§ TEXT PROVIDED
Balsa Mindanao Relief

DAVAO CITY (Mindanao Examiner / Dec. 28, 2011) – Various Philippine organizations have launched Wednesday the “Balsa Mindanao” or Bulig Alang sa Mindanao, a relief and rehabilitation campaign aimed at helping the victims of deadly tropical storm Washi that devastated the cities of Cagayan de Oro and Iligan.

The storm left a trail of destruction and over 1,200 people dead in northern Mindanao.

Some 200 participants from Mindanao joined the campaign led by the Rural Missionaries of the Philippines-Northern Mindanao and Panday Bulig disaster-response together with Panalipdan Mindanao, Sisters’ Association in Mindanao, Mindanao Interfaith Services Foundation Inc, Initiatives for Peace in Mindanao, Makabayan Coalition, and Children’s Rehabilitation Center.

The group brings in this Advent season the Filipino spirit of bayanihan for the community. Deriving its name from Balsa - a term for a wooden raft - symbolizes the united journey of Mindanao people to support each other in times of disaster.

Balsa will bring relief, medical and psychosocial services to flood survivors in Cagayan de Oro on Thursday and in Iligan City on Wednesday. Not only will they visit the evacuation centers, but they will go to different villages to look into the needs of the residents.

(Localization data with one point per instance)
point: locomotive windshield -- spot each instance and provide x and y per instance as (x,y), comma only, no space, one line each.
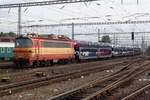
(23,43)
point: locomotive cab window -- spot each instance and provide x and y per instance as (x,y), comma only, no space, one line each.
(23,43)
(2,50)
(55,45)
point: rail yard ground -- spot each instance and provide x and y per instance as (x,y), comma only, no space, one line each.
(112,79)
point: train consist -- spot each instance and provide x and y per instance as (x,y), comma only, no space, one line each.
(6,48)
(37,51)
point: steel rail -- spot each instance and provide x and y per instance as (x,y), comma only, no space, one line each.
(135,93)
(114,85)
(66,95)
(4,89)
(42,3)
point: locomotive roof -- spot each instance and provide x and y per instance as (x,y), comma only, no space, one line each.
(93,44)
(7,44)
(42,38)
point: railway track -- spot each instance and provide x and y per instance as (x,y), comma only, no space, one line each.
(136,93)
(7,89)
(100,87)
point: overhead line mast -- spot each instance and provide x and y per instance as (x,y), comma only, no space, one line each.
(42,3)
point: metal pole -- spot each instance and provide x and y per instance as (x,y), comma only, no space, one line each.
(19,20)
(121,1)
(98,35)
(72,31)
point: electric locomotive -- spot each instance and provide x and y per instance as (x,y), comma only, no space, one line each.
(32,50)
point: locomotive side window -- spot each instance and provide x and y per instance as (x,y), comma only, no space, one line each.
(55,45)
(23,43)
(2,50)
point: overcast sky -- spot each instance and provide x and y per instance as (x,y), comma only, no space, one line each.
(98,11)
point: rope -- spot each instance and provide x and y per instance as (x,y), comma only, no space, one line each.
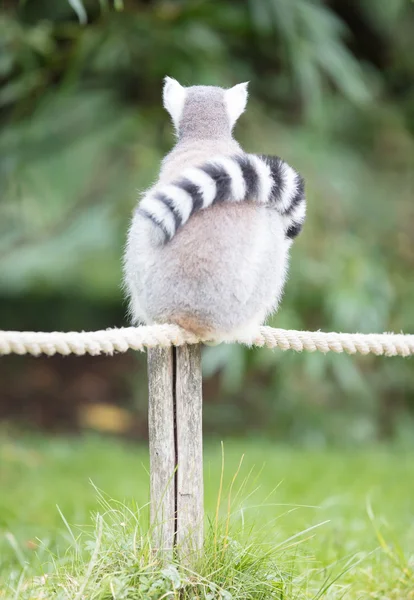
(110,341)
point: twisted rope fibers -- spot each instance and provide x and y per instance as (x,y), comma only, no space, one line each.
(111,341)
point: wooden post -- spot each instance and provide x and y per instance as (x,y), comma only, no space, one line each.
(176,454)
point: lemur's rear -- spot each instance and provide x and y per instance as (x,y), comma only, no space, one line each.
(208,244)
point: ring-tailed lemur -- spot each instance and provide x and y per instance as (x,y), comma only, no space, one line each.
(222,273)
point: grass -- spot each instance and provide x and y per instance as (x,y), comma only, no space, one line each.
(299,524)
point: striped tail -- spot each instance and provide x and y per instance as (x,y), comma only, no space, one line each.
(267,180)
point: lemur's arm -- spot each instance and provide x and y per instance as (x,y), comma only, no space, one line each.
(267,180)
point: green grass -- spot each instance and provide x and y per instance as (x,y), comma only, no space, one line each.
(302,524)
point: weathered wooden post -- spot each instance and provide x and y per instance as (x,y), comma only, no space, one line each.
(176,452)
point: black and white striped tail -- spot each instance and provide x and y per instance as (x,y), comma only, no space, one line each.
(267,180)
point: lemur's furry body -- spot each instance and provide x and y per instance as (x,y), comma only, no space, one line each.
(219,271)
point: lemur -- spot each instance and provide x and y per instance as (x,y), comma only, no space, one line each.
(208,245)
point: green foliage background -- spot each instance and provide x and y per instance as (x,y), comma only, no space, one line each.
(331,91)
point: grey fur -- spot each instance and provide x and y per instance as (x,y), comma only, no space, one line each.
(223,273)
(243,175)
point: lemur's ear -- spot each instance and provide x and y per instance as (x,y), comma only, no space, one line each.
(174,97)
(236,100)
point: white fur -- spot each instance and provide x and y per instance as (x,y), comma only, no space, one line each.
(174,95)
(161,212)
(238,185)
(289,186)
(206,185)
(236,100)
(265,178)
(180,199)
(297,216)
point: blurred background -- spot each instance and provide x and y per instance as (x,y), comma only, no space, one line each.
(83,129)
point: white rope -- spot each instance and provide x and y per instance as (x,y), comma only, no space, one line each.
(110,341)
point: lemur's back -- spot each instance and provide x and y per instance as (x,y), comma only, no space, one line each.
(223,271)
(217,274)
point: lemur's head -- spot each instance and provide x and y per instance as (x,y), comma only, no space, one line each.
(203,111)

§ INSTRUCTIONS TO FOLLOW
Continue the news report on the Balsa Mindanao relief campaign, starting after its last sentence.

§ WRITTEN ANSWER
Relief goods such as potable water, food packs, medicines, clothes, blankets and cooking utensils from Davao City, General Santos City, North Cotabato, Zamboanga and Butuan City would be distributed in Cagayan de Oro and Iligan.

The ‘psychosocial release’ aims to unleash fears and trauma experienced by the victims. “This therapy is basically important in times of post disaster so that victims will have a better way to cope up with the trauma,” said Girlie dela Cerna, Davao City coordinator of the Children Rehabilitation Center.

Ariel Casilao, regional coordinator of Makabayan Coalition and Convenor of Balsa, said that aside from the immediate relief services, the group “strongly urges the government to have an immediate rehabilitation plan for areas affected by the disasters.”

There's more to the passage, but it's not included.